(Image location labeling entries):
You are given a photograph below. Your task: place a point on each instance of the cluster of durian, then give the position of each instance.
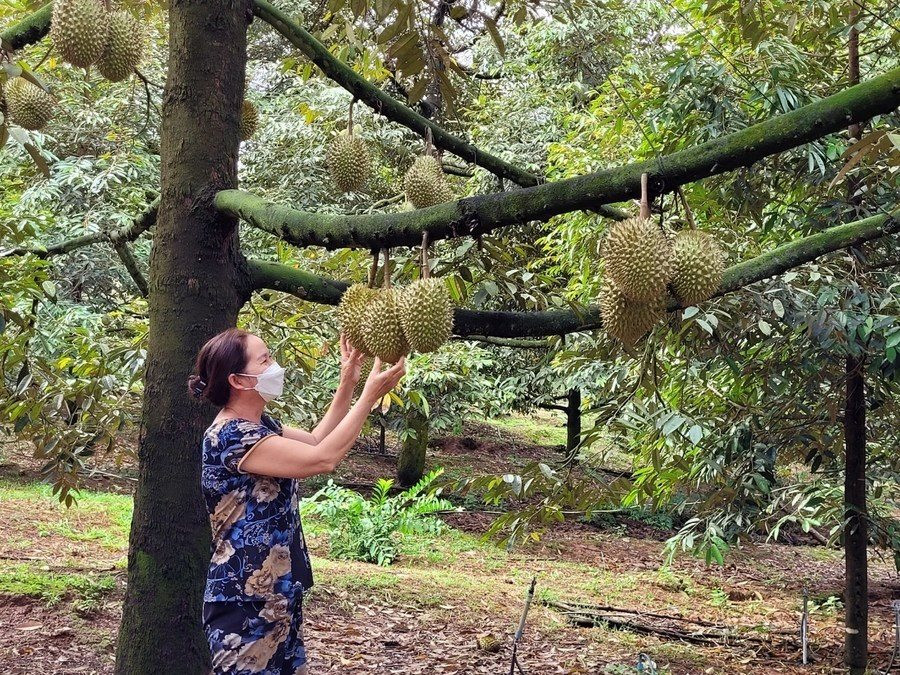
(86, 33)
(391, 322)
(645, 267)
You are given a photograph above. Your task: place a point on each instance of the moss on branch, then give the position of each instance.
(560, 322)
(27, 31)
(484, 213)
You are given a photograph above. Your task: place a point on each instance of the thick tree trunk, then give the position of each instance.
(411, 463)
(856, 532)
(573, 419)
(195, 292)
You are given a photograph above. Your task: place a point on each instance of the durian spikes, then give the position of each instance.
(123, 48)
(28, 105)
(78, 30)
(249, 120)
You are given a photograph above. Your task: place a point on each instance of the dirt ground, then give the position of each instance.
(424, 614)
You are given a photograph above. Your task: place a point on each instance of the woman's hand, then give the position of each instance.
(351, 362)
(381, 382)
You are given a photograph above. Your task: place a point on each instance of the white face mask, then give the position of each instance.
(270, 382)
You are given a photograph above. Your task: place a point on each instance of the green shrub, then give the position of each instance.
(368, 529)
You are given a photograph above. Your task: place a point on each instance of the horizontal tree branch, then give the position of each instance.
(27, 31)
(124, 234)
(559, 322)
(394, 110)
(484, 213)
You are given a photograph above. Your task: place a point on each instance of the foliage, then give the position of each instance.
(367, 529)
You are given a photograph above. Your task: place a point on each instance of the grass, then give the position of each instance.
(51, 587)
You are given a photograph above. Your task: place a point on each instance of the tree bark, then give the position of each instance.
(573, 419)
(856, 531)
(194, 294)
(856, 534)
(313, 288)
(411, 462)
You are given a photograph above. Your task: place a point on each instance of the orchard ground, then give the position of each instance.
(62, 575)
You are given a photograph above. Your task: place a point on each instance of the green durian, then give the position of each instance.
(426, 314)
(699, 265)
(28, 105)
(425, 184)
(638, 259)
(382, 332)
(78, 30)
(348, 162)
(351, 312)
(624, 319)
(124, 46)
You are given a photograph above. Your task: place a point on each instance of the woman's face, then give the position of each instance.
(258, 357)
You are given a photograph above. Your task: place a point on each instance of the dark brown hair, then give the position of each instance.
(222, 355)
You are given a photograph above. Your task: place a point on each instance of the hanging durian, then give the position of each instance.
(638, 259)
(624, 319)
(381, 329)
(351, 312)
(78, 30)
(124, 45)
(348, 161)
(28, 105)
(699, 264)
(249, 120)
(424, 183)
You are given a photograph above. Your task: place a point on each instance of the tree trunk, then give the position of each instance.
(411, 463)
(856, 532)
(573, 419)
(197, 285)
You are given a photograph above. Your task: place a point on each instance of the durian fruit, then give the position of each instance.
(426, 314)
(28, 105)
(638, 259)
(624, 319)
(699, 264)
(382, 332)
(351, 311)
(348, 161)
(124, 45)
(249, 120)
(424, 183)
(78, 30)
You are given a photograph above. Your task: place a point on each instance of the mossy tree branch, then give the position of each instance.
(559, 322)
(27, 31)
(484, 213)
(115, 237)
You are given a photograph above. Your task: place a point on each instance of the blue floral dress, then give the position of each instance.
(259, 567)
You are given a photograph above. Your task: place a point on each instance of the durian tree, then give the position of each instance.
(199, 278)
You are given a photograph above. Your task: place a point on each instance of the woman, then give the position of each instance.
(252, 609)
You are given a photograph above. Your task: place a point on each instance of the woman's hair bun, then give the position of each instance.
(196, 386)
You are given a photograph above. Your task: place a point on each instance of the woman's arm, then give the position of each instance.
(351, 364)
(283, 457)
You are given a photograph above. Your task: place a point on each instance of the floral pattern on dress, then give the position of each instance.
(258, 548)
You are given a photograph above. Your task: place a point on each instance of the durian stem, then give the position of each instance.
(350, 118)
(645, 199)
(426, 272)
(688, 214)
(387, 267)
(373, 268)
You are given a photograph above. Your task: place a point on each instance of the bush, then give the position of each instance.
(368, 529)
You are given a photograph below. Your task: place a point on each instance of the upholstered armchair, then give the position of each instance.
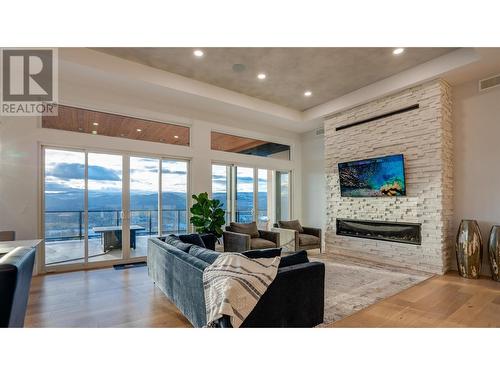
(305, 237)
(240, 237)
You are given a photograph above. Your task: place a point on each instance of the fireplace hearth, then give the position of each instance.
(409, 233)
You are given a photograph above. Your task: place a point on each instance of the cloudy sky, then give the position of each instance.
(244, 177)
(65, 170)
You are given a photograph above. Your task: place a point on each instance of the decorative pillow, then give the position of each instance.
(291, 260)
(206, 255)
(193, 238)
(176, 242)
(292, 224)
(267, 253)
(245, 228)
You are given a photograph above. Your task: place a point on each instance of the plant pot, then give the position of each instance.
(494, 252)
(469, 249)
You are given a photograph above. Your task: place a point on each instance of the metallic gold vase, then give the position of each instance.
(494, 252)
(469, 249)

(Task statement): Return exactly the lines from the one containing "hearth, then give the position of each instance." through the last line of the records above, both included, and nothing else.

(Problem solution):
You are given a photograph above. Your task: place a point on each instance of the fireplace hearth, then give the position of each instance.
(409, 233)
You are given a photograph above. Your task: place a point on each instance of the cloudy sky, then give the position of each instance.
(244, 177)
(65, 170)
You are given a photograph above. Your task: place a point on each instance of the decorative pillow, then give the position of each instance.
(291, 260)
(206, 255)
(193, 238)
(176, 242)
(292, 224)
(267, 253)
(245, 228)
You are given a photograph above. Your task: place a point on each instance of the plant pot, then give the position of each instance.
(494, 252)
(469, 249)
You are given a photograph above. Your task: place a point on each instance of the metallic gold vase, then give the position of each instance.
(494, 252)
(469, 249)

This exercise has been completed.